GIVEN PASSAGE:

^^^^^^^^

The news from the skies couldn’t get grimmer. In just the week since Malaysian Airlines flight 17 was brought down by a missile strike in Ukraine, killing 298 people, two more planes have gone down or gone missing: On July 23, a TransAsia flight crashed off Taiwan, killing 58 people, probably due to turbulence caused by typhoon Matmo; this morning an Air Algerie plane with 116 people aboard disappeared from radar and is thought to have crashed off of Mali, another possible victim of weather. And all of this comes in the wake of the still-mysterious March 8 disappearance of Malaysian Air flight 370, with 239 people aboard.
If you’re like most people, the temptation is to swear off air travel, at least for a while. And, like most people, you’ve reached the wrong conclusion.

^^^^^^^^

DATASET RECORDS:
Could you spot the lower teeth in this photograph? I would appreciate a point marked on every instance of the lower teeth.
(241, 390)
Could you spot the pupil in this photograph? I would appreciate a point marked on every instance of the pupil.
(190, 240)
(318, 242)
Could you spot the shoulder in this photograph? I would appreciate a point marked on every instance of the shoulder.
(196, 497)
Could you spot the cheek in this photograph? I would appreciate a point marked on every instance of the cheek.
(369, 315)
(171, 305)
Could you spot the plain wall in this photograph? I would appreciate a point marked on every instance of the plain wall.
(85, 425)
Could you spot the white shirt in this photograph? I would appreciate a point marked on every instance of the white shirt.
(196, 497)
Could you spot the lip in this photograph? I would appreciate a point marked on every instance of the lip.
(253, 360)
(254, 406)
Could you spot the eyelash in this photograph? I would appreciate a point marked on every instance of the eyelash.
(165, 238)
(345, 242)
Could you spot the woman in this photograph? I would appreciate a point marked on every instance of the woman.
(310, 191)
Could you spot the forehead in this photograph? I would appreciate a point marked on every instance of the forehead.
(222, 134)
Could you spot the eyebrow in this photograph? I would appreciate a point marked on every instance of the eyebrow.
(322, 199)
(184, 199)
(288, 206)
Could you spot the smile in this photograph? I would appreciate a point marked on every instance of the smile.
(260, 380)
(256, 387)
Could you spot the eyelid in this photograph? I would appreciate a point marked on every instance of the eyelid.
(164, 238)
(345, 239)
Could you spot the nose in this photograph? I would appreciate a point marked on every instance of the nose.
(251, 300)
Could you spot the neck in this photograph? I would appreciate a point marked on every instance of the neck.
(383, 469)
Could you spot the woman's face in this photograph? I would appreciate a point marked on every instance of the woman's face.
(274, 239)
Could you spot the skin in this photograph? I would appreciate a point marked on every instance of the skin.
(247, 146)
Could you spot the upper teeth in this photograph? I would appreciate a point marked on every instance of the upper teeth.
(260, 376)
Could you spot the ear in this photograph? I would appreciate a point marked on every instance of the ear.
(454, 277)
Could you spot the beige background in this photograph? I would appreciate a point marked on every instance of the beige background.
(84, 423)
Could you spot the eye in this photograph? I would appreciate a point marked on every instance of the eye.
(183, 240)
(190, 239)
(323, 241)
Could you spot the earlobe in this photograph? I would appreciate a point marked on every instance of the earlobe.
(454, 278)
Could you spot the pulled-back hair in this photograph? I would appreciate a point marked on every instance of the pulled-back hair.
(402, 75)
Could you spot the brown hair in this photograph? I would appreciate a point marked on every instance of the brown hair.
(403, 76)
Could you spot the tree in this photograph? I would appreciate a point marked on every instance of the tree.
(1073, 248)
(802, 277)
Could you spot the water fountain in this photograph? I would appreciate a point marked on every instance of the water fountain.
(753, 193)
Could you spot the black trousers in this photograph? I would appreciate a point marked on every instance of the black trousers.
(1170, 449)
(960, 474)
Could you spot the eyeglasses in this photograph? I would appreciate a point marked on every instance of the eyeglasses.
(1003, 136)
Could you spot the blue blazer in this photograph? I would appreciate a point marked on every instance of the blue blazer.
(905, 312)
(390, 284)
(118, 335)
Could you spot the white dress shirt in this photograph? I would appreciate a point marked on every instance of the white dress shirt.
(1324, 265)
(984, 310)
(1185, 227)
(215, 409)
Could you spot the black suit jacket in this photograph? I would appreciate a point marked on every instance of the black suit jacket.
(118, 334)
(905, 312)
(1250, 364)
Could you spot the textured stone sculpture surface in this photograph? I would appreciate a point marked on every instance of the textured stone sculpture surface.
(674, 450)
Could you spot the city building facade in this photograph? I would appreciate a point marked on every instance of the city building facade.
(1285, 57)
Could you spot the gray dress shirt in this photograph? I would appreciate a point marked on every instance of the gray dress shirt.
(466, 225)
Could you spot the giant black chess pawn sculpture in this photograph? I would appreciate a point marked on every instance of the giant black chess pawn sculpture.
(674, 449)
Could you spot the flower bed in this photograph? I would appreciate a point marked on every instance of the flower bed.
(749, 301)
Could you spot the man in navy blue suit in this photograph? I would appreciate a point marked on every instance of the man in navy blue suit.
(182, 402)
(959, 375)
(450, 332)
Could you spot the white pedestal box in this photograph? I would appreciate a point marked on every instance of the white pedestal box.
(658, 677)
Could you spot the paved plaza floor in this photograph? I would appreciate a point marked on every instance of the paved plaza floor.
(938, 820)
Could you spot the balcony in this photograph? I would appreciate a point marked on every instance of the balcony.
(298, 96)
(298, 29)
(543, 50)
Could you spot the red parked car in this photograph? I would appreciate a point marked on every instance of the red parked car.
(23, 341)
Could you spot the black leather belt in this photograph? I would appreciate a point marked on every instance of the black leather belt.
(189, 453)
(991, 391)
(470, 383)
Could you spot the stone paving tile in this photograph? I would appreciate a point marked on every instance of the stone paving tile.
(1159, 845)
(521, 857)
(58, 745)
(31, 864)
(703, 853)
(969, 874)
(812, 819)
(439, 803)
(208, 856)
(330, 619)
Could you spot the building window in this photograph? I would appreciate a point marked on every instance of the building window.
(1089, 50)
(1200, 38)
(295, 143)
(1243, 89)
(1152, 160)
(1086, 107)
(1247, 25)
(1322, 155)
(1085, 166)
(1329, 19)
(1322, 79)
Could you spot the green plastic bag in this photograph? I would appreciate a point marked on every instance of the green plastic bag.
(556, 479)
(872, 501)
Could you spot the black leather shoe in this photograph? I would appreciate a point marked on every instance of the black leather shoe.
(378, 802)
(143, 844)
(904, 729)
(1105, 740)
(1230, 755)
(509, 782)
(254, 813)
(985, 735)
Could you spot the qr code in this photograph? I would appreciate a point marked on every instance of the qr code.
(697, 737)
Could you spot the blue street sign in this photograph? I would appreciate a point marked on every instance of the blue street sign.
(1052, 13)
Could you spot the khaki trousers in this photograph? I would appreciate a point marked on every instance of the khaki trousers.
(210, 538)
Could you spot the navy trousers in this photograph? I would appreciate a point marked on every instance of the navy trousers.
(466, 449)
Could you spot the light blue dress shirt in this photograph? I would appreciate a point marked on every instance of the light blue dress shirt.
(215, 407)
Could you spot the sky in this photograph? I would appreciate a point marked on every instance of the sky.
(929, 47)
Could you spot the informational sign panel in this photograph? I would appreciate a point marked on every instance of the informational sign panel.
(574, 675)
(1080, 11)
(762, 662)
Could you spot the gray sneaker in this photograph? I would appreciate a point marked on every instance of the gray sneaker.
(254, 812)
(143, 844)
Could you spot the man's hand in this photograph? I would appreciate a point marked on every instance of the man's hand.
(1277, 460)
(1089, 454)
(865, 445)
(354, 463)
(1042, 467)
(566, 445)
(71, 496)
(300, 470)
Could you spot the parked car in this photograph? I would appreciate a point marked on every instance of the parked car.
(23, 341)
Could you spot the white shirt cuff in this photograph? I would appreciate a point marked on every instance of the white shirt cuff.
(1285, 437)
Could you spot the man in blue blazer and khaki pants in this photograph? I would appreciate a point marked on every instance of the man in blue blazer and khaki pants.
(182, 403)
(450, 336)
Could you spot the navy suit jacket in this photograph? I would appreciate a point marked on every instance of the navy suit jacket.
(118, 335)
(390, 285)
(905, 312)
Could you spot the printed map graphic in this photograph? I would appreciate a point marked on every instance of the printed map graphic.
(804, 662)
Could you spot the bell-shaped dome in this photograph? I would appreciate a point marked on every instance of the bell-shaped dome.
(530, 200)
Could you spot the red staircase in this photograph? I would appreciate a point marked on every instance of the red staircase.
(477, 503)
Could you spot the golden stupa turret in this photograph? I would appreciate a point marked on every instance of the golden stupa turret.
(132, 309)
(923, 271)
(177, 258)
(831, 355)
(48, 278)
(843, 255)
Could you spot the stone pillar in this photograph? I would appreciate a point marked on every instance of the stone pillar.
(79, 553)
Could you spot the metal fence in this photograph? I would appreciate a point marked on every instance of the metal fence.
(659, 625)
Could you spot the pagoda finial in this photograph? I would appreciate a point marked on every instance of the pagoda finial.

^^^^^^^^

REQUIRED ACTION: Name every airline flight that the text about recent plane crashes mentions.

OUTPUT:
- Malaysian Airlines flight 17
- a TransAsia flight
- an Air Algerie plane
- Malaysian Air flight 370